- _AIM_:
Print the listing that follows, character for character.

(Data extracted from a collection)
= = = = = = =
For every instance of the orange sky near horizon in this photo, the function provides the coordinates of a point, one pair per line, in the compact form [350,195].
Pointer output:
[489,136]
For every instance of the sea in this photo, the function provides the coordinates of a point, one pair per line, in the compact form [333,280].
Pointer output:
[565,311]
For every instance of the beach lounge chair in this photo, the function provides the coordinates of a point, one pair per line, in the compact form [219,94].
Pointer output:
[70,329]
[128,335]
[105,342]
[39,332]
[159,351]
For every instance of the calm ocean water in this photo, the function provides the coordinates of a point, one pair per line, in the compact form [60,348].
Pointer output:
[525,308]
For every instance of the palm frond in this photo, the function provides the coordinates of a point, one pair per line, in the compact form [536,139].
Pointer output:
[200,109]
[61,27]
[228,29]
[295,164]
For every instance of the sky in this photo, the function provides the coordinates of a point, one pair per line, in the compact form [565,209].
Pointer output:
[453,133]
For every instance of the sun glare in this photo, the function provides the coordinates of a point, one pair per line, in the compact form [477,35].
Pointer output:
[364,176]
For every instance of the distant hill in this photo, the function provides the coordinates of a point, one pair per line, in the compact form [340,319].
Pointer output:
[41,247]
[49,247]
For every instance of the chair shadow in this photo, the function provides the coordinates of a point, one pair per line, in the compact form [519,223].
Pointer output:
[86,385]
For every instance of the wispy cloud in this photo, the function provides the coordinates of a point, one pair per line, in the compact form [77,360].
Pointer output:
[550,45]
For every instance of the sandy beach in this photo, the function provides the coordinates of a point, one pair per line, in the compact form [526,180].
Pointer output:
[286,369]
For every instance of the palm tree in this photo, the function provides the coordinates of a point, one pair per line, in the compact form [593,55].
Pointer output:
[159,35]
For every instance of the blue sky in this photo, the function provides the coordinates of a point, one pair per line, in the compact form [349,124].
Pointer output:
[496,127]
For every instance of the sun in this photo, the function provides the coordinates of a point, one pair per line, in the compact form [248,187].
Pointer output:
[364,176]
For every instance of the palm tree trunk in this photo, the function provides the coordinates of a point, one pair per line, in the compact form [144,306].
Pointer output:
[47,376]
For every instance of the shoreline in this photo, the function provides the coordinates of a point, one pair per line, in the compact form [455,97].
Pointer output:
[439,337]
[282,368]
= = = = = = =
- _EXERCISE RESPONSE_:
For every instance of the orange sky near horizon in this photo, the function provides the coordinates of a point, one pair per line, in the compact form [350,195].
Pointer output:
[489,136]
For every instance of the sea in this photo, the function provides the coordinates of a point, one pair per line, in the compact form [333,280].
Pointer output:
[565,311]
For every instance of the beach lounge chair in this photo, the function provides the coordinates of a point, one pair per line, in the compact form [219,94].
Pointer output:
[70,329]
[128,335]
[105,342]
[39,332]
[159,351]
For every instance of the calm ocean water in this photo, the function provides the coordinates of a point, one pair per line, in the compact form [60,348].
Pointer output:
[525,308]
For every instance of the palm frond in this photo, the function provides the coordinates of a point, one pair per line, in the compact form [536,139].
Pointer output:
[200,109]
[61,27]
[228,29]
[295,164]
For every instance of the sky in this photo, the function provides the coordinates of a point, one pair per line, in the compact form [565,209].
Pointer output:
[453,133]
For every instance of the sun glare in this photo, the function provides the coordinates of a point, one pair per line, in the compact form [477,35].
Pointer output:
[364,176]
For every instance of the distant hill in this photo, the function provides the coordinates of a point, one pair per line, in the compact form [340,319].
Pointer output:
[41,247]
[49,247]
For every instance of the chair shadow in this photo, the function provides the coordinates of a point, one pair per line, in the compact form [519,223].
Pointer output:
[86,385]
For every instance of the wispy cloud in this photo, the function provides the coordinates of a point, one pair per line, in the compact form [77,360].
Pointer output:
[550,45]
For every instance of the sandy beach in this photo, the function provides the coordinates of a point, one pair per line, in the compact form [526,180].
Pointer output:
[286,369]
For every instance of the palm tree in this photo, the function provides the coordinates of a point, one pair per line, in the compact form [593,55].
Pointer output:
[159,35]
For every instance of the blue sky in this photo, the function provides the coordinates of a point, one pair per line, in the compact form [349,124].
Pointer output:
[496,127]
For every instance of the sun in this photo, the function provides the coordinates of a point, one pair per line, in the compact form [248,187].
Pointer output:
[364,176]
For every instance of the palm tree trunk in this photo, the function provides the coordinates of a point, one pair per line, in the compact form [144,306].
Pointer output:
[47,376]
For every instance of the shoreline in this photo, the function provides the coordinates of a point, one pair per line, in the compact form [455,97].
Pointer output:
[439,337]
[282,368]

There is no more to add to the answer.